* Collected data *
-------------------------
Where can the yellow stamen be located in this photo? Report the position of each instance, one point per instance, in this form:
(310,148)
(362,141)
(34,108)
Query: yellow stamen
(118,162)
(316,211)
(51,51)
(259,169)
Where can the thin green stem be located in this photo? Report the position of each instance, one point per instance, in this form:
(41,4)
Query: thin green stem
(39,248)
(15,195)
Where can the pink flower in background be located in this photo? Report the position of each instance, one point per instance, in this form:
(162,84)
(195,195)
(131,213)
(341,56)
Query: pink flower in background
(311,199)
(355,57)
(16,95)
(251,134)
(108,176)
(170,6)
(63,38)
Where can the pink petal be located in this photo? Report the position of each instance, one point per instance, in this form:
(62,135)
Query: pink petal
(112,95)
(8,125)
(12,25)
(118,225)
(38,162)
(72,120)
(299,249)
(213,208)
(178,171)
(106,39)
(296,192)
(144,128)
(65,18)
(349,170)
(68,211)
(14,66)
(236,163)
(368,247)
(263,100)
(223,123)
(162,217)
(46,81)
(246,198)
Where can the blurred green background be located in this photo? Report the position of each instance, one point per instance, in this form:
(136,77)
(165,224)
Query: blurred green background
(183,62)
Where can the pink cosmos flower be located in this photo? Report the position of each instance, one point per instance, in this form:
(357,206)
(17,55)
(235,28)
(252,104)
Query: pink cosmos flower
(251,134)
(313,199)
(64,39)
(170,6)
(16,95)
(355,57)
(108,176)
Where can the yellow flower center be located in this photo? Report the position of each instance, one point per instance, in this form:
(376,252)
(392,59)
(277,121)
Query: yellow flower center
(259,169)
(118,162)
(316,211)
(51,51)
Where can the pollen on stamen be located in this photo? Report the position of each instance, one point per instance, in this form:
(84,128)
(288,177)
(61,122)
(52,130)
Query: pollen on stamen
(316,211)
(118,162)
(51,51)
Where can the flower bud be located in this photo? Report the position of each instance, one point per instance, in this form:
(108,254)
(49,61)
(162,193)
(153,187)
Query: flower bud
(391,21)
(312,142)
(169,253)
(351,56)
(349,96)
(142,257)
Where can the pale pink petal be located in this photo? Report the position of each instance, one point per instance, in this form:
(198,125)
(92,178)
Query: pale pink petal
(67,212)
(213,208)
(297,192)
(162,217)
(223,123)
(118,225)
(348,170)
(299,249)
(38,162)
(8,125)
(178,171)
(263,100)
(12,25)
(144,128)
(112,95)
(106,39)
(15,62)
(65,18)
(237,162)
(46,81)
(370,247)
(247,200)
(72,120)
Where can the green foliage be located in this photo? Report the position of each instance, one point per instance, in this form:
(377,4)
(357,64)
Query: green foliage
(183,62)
-------------------------
Reproduce the data from the line containing "Where can the flower" through the end, inclusive. Scale every answer coordinate by 1.2 and round to whole numbers with halves rounded up, leaving all other lines, including the sample points in the format lines, unchanged.

Where can the flower bud be located in this photo? Report the position of each instance, one point per instance, in this form:
(108,254)
(49,61)
(162,193)
(153,187)
Query: flower bud
(469,25)
(374,170)
(203,304)
(421,67)
(419,115)
(170,308)
Where can the pale pink petal be located in this photo? Report the position of each instance, one point per instance, in this form:
(198,125)
(92,178)
Query: pale pink petal
(80,254)
(256,250)
(356,230)
(194,260)
(268,148)
(142,270)
(418,204)
(359,299)
(46,194)
(10,150)
(214,205)
(316,120)
(14,30)
(173,154)
(134,114)
(127,47)
(18,74)
(78,22)
(284,194)
(55,97)
(444,296)
(296,240)
(86,144)
Where can the green foliage be located in this photo? Report the position of each instance, one point per instance, in this form:
(377,4)
(357,64)
Query: green foliage
(220,74)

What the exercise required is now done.